(Source data)
>> begin

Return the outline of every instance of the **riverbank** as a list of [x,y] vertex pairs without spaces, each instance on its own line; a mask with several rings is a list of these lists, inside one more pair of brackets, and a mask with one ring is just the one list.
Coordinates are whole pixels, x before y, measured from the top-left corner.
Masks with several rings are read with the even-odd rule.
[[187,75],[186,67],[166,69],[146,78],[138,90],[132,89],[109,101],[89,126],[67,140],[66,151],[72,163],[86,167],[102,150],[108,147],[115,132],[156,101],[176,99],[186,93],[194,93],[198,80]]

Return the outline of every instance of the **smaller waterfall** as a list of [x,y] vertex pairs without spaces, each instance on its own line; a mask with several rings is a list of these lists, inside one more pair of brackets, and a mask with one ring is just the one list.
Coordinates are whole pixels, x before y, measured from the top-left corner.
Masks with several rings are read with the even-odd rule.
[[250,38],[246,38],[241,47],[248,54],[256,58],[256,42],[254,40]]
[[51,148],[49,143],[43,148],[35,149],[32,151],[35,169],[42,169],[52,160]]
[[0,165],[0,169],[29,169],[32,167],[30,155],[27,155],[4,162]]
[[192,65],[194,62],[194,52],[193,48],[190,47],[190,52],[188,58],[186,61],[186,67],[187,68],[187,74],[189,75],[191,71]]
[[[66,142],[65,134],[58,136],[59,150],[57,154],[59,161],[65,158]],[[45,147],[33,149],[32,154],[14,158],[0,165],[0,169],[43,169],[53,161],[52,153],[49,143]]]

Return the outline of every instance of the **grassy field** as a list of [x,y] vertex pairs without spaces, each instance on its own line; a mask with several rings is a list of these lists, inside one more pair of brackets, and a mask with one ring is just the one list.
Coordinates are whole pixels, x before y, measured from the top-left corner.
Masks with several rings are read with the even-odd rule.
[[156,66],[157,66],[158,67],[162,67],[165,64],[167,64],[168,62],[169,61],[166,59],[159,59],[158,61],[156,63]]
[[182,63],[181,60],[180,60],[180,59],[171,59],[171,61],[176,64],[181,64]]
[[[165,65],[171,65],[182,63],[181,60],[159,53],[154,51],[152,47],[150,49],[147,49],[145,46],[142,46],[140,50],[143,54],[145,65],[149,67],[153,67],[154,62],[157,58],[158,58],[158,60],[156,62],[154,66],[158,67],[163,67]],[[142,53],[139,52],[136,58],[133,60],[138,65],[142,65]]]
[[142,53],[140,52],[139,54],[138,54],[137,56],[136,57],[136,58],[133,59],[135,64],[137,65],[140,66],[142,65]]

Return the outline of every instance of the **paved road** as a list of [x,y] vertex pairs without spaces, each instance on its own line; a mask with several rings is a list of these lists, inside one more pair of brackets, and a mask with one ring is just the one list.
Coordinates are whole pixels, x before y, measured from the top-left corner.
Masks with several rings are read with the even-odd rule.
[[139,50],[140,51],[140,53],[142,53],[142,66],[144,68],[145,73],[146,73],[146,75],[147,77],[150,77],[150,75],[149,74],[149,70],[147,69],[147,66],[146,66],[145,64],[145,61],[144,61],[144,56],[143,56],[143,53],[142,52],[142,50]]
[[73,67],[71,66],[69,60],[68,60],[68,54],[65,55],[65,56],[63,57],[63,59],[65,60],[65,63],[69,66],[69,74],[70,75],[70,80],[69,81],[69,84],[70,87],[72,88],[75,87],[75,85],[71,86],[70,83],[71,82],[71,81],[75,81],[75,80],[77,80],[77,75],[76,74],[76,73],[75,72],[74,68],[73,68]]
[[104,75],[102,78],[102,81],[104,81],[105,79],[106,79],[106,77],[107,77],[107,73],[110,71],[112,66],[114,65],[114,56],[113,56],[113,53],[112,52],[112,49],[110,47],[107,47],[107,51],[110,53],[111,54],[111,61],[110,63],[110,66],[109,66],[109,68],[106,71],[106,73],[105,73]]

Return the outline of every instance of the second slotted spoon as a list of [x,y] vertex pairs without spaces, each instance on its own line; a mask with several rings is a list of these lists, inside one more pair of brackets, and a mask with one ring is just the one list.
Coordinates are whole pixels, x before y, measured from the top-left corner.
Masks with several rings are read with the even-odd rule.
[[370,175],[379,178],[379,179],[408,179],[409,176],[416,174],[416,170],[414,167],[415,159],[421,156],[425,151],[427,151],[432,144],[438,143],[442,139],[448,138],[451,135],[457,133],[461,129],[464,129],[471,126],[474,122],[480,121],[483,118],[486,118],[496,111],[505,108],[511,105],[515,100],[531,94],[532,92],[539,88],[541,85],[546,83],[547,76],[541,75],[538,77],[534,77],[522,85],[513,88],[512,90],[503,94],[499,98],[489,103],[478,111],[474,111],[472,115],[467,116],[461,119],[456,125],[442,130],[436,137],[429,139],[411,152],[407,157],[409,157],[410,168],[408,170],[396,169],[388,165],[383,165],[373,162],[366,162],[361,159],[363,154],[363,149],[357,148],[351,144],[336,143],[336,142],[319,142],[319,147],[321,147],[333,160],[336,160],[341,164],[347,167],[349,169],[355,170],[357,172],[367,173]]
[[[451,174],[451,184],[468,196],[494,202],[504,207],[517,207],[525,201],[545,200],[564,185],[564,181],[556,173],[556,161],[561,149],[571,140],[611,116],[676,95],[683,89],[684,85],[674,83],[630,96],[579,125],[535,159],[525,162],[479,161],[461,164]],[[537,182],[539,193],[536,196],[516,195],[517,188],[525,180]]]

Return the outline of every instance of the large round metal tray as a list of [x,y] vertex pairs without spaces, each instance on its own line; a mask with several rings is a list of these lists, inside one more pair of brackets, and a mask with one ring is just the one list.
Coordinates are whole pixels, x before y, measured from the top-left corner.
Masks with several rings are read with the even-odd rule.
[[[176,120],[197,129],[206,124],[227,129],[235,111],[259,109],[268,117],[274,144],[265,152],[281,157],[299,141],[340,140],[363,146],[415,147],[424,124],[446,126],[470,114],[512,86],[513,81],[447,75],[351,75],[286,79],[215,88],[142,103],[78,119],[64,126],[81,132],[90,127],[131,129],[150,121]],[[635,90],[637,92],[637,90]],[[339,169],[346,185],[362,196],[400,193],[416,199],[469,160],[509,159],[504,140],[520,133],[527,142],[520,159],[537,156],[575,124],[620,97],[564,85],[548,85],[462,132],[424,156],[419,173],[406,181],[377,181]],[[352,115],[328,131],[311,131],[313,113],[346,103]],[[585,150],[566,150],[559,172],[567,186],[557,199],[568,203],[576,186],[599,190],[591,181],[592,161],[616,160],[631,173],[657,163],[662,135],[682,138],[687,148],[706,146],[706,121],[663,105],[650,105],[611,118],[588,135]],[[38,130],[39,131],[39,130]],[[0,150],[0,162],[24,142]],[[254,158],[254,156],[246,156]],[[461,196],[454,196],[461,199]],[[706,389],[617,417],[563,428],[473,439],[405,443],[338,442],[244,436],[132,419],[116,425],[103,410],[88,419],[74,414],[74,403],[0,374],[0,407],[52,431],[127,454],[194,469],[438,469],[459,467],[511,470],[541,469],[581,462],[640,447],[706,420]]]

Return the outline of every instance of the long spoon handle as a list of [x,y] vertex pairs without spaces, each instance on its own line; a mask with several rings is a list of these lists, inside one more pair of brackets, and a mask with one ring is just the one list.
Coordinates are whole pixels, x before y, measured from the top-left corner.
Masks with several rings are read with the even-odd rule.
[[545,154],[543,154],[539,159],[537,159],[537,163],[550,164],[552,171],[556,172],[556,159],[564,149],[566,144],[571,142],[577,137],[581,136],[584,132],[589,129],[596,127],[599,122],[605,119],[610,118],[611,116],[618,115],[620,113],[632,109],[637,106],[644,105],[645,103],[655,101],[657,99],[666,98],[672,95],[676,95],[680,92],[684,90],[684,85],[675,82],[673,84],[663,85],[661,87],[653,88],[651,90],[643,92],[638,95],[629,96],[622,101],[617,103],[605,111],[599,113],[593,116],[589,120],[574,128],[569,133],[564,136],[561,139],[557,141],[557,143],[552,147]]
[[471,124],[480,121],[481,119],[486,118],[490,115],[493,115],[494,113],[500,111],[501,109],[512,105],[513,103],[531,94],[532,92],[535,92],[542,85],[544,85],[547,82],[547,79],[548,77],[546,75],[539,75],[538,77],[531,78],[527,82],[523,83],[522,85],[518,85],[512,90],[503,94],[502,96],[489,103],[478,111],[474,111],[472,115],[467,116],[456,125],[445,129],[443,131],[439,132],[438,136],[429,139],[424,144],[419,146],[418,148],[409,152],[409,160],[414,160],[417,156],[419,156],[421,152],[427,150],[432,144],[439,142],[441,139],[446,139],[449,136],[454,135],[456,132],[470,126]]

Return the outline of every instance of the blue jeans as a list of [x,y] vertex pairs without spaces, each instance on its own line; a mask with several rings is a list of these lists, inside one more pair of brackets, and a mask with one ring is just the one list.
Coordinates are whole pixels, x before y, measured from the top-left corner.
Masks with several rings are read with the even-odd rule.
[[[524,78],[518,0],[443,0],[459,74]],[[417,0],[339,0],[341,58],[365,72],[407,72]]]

>> end

Problem details:
Copy word for word the lines above, starting with the line that contains "Return the outline of every instance of the blue" and ending with the very last line.

Exercise response:
Return the outline of every instance of the blue jeans as a list of [x,y] vertex pairs without spaces, each instance on its own line; a mask with several rings is a list of these lists, inside one more pair of brackets, and a mask with one ring is just the one list.
Coordinates are whole pixels, x before y, measured from the top-left corner.
Masks with several rings are read with the even-odd rule.
[[[524,78],[518,0],[443,0],[459,74]],[[417,0],[339,0],[341,58],[365,72],[407,72]]]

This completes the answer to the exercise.